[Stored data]
************

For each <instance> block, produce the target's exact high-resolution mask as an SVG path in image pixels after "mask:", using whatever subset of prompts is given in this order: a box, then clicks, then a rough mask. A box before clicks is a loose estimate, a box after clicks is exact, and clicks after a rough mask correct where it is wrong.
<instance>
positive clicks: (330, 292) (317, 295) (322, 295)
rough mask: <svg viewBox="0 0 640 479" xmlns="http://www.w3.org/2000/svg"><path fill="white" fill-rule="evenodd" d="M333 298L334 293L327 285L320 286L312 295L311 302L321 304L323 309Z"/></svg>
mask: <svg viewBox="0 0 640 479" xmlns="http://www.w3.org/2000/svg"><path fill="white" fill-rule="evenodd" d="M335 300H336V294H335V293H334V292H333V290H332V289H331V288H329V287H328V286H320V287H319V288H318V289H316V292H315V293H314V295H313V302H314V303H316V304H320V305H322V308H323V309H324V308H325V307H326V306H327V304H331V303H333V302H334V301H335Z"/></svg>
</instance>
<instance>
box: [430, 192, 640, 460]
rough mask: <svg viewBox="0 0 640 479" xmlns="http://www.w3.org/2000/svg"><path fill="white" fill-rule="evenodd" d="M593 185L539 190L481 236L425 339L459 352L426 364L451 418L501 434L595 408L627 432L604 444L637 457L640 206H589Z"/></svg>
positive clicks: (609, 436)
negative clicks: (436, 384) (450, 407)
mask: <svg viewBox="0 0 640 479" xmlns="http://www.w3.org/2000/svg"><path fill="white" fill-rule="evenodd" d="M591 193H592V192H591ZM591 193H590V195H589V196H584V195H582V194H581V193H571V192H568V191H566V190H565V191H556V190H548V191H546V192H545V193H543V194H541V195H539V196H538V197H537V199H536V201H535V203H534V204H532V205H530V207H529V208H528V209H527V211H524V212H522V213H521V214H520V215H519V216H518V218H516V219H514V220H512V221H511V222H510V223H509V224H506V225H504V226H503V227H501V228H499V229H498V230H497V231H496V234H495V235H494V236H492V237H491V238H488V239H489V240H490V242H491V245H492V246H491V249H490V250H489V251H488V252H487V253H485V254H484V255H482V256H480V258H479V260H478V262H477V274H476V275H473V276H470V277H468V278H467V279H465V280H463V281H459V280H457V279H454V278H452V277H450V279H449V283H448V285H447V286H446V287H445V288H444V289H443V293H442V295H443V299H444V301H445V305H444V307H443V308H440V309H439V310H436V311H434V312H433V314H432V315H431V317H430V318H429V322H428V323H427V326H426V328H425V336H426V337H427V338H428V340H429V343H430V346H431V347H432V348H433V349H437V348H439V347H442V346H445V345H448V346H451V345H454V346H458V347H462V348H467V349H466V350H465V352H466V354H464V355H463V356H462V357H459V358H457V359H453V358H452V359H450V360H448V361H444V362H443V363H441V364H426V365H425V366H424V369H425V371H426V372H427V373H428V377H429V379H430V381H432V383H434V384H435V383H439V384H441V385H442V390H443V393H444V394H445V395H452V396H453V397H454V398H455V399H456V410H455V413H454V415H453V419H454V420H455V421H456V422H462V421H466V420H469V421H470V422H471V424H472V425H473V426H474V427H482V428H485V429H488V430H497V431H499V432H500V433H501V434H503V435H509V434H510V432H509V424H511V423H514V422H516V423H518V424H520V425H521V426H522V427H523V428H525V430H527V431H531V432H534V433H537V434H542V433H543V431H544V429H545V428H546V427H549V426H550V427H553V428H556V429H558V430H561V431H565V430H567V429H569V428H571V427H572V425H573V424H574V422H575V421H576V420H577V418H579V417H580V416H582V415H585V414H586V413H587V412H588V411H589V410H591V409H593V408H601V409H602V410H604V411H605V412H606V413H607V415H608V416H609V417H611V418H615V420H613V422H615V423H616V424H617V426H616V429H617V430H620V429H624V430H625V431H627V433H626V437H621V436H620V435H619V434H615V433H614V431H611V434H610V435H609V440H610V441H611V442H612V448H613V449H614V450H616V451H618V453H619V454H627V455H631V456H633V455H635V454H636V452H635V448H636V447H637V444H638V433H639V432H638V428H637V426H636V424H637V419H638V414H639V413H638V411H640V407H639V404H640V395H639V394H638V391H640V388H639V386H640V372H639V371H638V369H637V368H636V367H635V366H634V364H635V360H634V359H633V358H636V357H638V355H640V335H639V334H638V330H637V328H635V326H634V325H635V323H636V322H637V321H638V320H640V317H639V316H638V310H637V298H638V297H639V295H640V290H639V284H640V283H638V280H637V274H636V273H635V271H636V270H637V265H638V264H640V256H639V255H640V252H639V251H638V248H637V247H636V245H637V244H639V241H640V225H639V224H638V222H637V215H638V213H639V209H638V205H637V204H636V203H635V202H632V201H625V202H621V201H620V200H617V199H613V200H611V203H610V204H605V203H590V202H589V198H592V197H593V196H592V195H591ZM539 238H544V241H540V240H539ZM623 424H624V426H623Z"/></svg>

************

:: Description of the task ::
The data above is to be given again, with every line exact.

:: Answer space ::
For each <instance> block, produce the target's exact high-resolution mask as an SVG path in image pixels after "mask:", using whatever subset of prompts is given in this order: a box, then clicks, then a rough mask. A box before clicks is a loose estimate, a box after clicks is exact, and clicks after a rough mask correct where it is wrong.
<instance>
positive clicks: (330, 292) (317, 295) (322, 295)
rough mask: <svg viewBox="0 0 640 479" xmlns="http://www.w3.org/2000/svg"><path fill="white" fill-rule="evenodd" d="M333 298L334 293L327 285L320 286L312 295L311 302L321 304L323 309Z"/></svg>
mask: <svg viewBox="0 0 640 479" xmlns="http://www.w3.org/2000/svg"><path fill="white" fill-rule="evenodd" d="M335 300H336V294H335V293H334V292H333V290H332V289H331V288H329V287H328V286H320V287H319V288H318V289H316V292H315V293H314V295H313V302H314V303H316V304H320V305H322V308H323V309H324V308H325V307H326V306H327V304H331V303H333V302H334V301H335Z"/></svg>
</instance>
<instance>
box: [430, 192, 640, 460]
rough mask: <svg viewBox="0 0 640 479" xmlns="http://www.w3.org/2000/svg"><path fill="white" fill-rule="evenodd" d="M593 185L539 190L481 236L425 339L459 352L426 364L451 418L501 434L595 408L627 432L604 444L637 457L640 206H589Z"/></svg>
positive clicks: (609, 436)
negative clicks: (436, 384) (450, 407)
mask: <svg viewBox="0 0 640 479" xmlns="http://www.w3.org/2000/svg"><path fill="white" fill-rule="evenodd" d="M591 193H592V192H591ZM591 193H590V195H589V196H584V195H582V194H581V193H571V192H568V191H566V190H565V191H556V190H548V191H546V192H545V193H543V194H541V195H539V196H538V197H537V199H536V201H535V203H534V204H532V205H530V207H529V208H528V209H527V211H524V212H522V213H521V214H520V215H519V216H518V218H516V219H514V220H512V221H511V222H510V223H509V224H506V225H504V226H503V227H501V228H499V229H498V230H497V231H496V234H495V235H494V236H492V237H491V238H488V239H489V240H490V242H491V245H492V246H491V249H490V250H489V251H488V252H487V253H485V254H484V255H482V256H480V258H479V260H478V262H477V274H476V275H473V276H470V277H468V278H467V279H465V280H463V281H459V280H457V279H454V278H452V277H450V279H449V283H448V285H447V286H446V287H445V288H444V289H443V293H442V295H443V299H444V301H445V305H444V307H443V308H440V309H439V310H436V311H434V312H433V314H432V315H431V317H430V318H429V322H428V323H427V326H426V328H425V336H426V337H427V338H428V340H429V343H430V346H431V347H432V348H433V349H437V348H439V347H442V346H445V345H448V346H451V345H454V346H458V347H462V348H467V349H466V350H465V352H466V354H464V355H463V356H462V357H459V358H457V359H453V358H452V359H450V360H448V361H444V362H443V363H441V364H426V365H425V366H424V369H425V371H426V372H427V373H428V377H429V379H430V381H432V383H434V384H435V383H439V384H441V385H442V390H443V393H444V394H445V395H452V396H453V397H454V398H455V399H456V410H455V413H454V415H453V419H454V420H455V421H456V422H462V421H466V420H469V421H470V422H471V424H472V425H473V426H474V427H482V428H485V429H488V430H497V431H499V432H500V433H501V434H503V435H509V434H510V432H509V424H511V423H514V422H516V423H518V424H520V425H521V426H522V427H523V428H525V430H527V431H531V432H534V433H537V434H542V433H543V431H544V429H545V428H546V427H549V426H550V427H553V428H556V429H558V430H561V431H565V430H567V429H569V428H571V427H572V425H573V424H574V422H575V421H576V420H577V418H579V417H580V416H582V415H585V414H586V413H587V412H588V411H589V410H591V409H593V408H601V409H602V410H604V411H605V412H606V413H607V415H608V416H609V417H611V418H615V420H613V422H615V423H616V424H617V426H616V429H617V430H620V429H624V430H625V431H627V433H626V437H621V436H620V435H619V434H615V433H614V431H611V434H610V435H609V440H610V441H611V442H612V448H613V449H614V450H616V451H618V453H619V454H627V455H631V456H633V455H635V454H636V452H635V448H636V447H637V444H638V433H639V432H638V428H637V426H636V424H637V419H638V414H639V413H638V411H640V407H639V404H640V395H639V394H638V391H640V388H639V386H640V372H639V371H638V369H637V368H636V367H635V366H634V364H635V360H634V359H633V358H636V357H638V355H640V335H639V334H638V330H637V328H635V326H634V325H635V323H636V322H637V321H638V320H640V317H639V316H638V310H637V298H638V297H639V295H640V290H639V284H640V283H638V280H637V274H636V273H635V271H636V270H637V265H638V264H640V256H639V255H640V252H639V251H638V248H637V247H636V245H637V244H639V241H640V225H639V224H638V222H637V215H638V213H639V209H638V205H637V204H636V203H635V202H632V201H625V202H621V201H620V200H617V199H613V200H611V203H610V204H605V203H590V202H589V198H592V197H593V196H592V195H591ZM539 238H544V241H540V240H539ZM623 424H624V426H623Z"/></svg>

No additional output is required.